Please continue the abstract on monitoring grid batch scheduling by data mining, picking up after its final sentence.

Excerpt section start

|M.Sc Student||Palatin Noam|
|Subject||Monitoring Grid Batch Scheduling System by Data Mining|
|Department||Department of Applied Mathematics||Supervisors||Mr. Arie Leizarowitz (Deceased)|
|Professor Assaf Schuster|
Grid systems are proving increasingly useful for managing the batch computing jobs of organizations. One well-known example is Intel, whose internally developed NetBatch system manages tens of thousands of machines. The size, heterogeneity, and complexity of grid systems make them very difficult, however, to configure. This often results in misconfigured machines, which may adversely affect the entire system.
We investigate a distributed data mining approach for detection of misconfigured machines. Our Grid Monitoring System (GMS) non-intrusively collects data from all sources (log files, system services, etc.) available throughout the grid system. It converts raw data to semantically meaningful data and stores this data on the machine it was obtained from, limiting incurred overhead and allowing scalability. Afterwards, when analysis is requested, a distributed outliers detection algorithm is employed to identify misconfigured machines. The algorithm itself is implemented as a recursive workflow of grid jobs. It is especially suited to grid systems, in which the machines might be unavailable most of the time and often, fail altogether.

Excerpt section end
Data listing section start

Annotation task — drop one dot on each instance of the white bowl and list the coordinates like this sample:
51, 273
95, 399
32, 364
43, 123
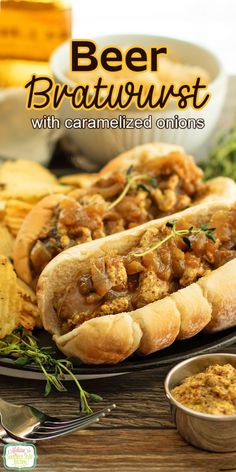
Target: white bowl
100, 145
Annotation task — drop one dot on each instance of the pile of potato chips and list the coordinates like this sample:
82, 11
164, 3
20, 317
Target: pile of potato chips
22, 184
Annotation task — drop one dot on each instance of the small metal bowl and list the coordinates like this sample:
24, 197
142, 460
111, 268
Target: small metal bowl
211, 432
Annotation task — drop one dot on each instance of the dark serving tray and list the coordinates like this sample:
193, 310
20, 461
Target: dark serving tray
178, 351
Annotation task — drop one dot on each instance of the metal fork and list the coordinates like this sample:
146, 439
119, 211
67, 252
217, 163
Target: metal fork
26, 423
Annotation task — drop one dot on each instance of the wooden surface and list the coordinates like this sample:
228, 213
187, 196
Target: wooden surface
138, 436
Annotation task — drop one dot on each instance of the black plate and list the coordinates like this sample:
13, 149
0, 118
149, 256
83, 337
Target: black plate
179, 351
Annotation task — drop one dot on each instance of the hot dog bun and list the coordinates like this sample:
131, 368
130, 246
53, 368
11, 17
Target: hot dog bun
148, 155
209, 303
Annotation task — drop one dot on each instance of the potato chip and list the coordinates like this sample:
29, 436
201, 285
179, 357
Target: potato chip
6, 242
29, 312
9, 298
15, 213
27, 181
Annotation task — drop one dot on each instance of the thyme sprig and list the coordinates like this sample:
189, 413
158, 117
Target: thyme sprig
130, 181
183, 233
23, 346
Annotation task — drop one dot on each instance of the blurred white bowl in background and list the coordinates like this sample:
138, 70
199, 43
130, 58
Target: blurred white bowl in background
100, 145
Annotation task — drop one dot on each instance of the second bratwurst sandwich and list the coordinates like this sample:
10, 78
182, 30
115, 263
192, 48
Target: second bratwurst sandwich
146, 183
143, 288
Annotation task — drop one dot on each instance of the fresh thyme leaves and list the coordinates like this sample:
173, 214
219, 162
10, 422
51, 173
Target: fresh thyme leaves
183, 233
222, 159
130, 181
23, 346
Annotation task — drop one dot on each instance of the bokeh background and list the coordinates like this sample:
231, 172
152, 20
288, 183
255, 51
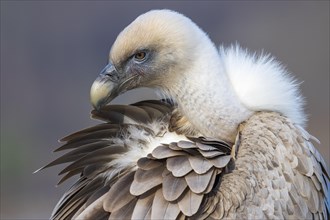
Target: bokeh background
51, 51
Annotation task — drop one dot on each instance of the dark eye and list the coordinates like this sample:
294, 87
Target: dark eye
140, 56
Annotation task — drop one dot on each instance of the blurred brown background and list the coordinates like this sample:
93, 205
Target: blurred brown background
51, 51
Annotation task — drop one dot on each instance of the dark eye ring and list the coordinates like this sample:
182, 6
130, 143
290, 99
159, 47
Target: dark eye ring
140, 56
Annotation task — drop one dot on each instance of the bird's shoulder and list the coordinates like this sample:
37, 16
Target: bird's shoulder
147, 161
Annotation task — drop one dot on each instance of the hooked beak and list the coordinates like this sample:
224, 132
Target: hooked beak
106, 87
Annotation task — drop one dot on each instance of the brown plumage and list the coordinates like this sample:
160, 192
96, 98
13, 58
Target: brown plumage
209, 151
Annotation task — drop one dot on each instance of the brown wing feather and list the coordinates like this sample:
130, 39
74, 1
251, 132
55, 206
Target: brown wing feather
277, 172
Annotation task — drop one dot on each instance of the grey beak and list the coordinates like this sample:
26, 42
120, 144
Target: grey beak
105, 87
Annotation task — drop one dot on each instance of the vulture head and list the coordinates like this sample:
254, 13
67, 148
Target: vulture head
165, 50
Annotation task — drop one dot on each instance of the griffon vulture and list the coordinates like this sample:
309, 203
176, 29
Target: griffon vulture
226, 141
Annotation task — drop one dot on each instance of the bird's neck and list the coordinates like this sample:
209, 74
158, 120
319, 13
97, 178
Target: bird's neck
208, 100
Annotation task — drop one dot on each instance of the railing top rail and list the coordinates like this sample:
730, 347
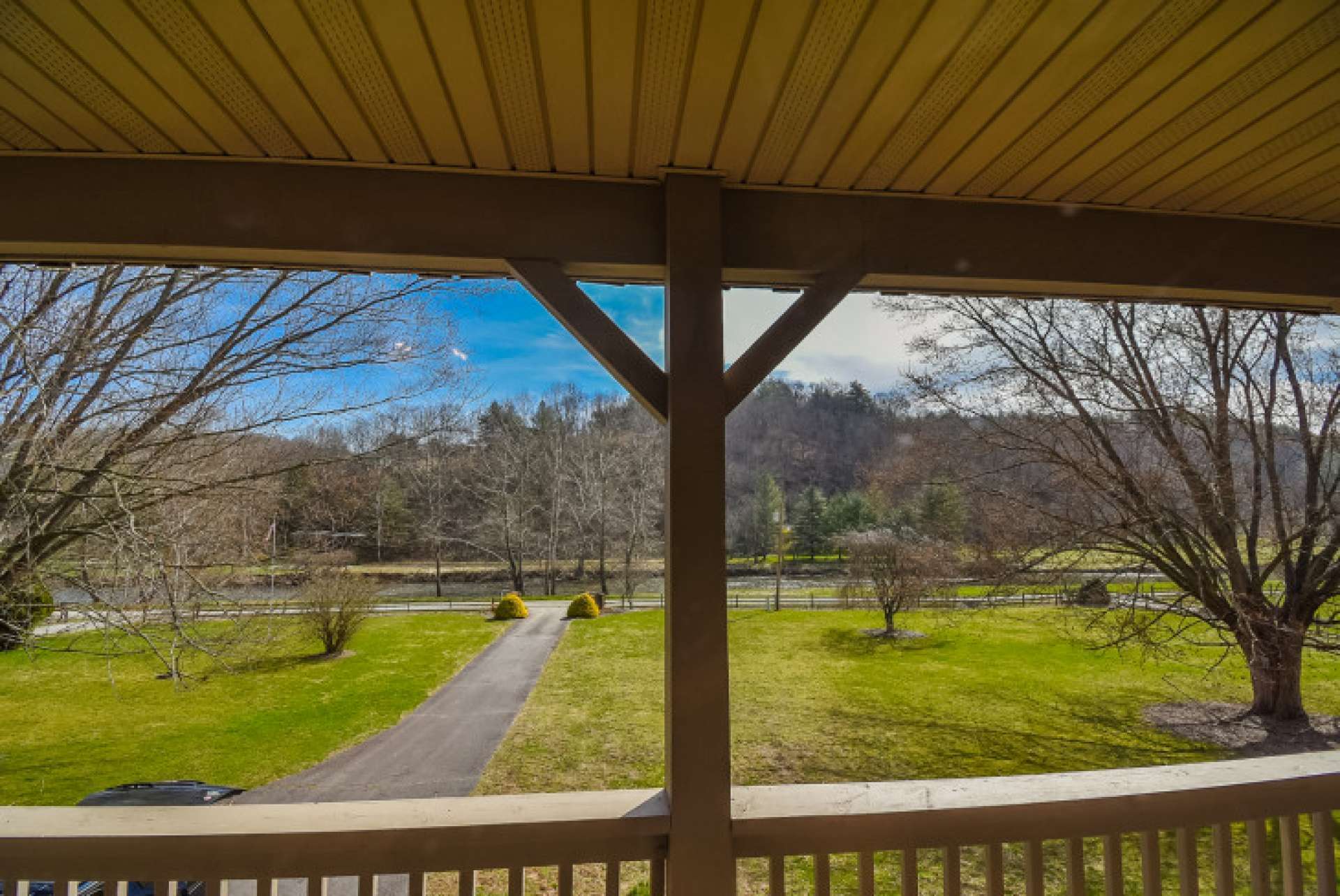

Data listing section end

== Response box ==
We exemplify that our distributed data mining approach is indeed beneficial by using GMS to analyze the data on a large Condor pool. Of the four most outlying computers identified by the system three were indeed misconfigured and one apparently had a temporal problem that we could not recreate. Further investigation proved our approach is highly scalable, and suitable for large grid systems in which every pool may have thousands of computers.
In addition, the complexity of the grid system makes the diagnosis of job failure causes difficult and long running. We present a method that diagnosis the failure causes by a classifier. We experimented the failure diagnosis method with both synthetic and real-life datasets. The experiment results validated that the proposed method can find many of the failure causes. We have carried out a detailed comparison between decision tree and classification rules, and we show that classification rule outperform decision tree in terms of failures diagnosis.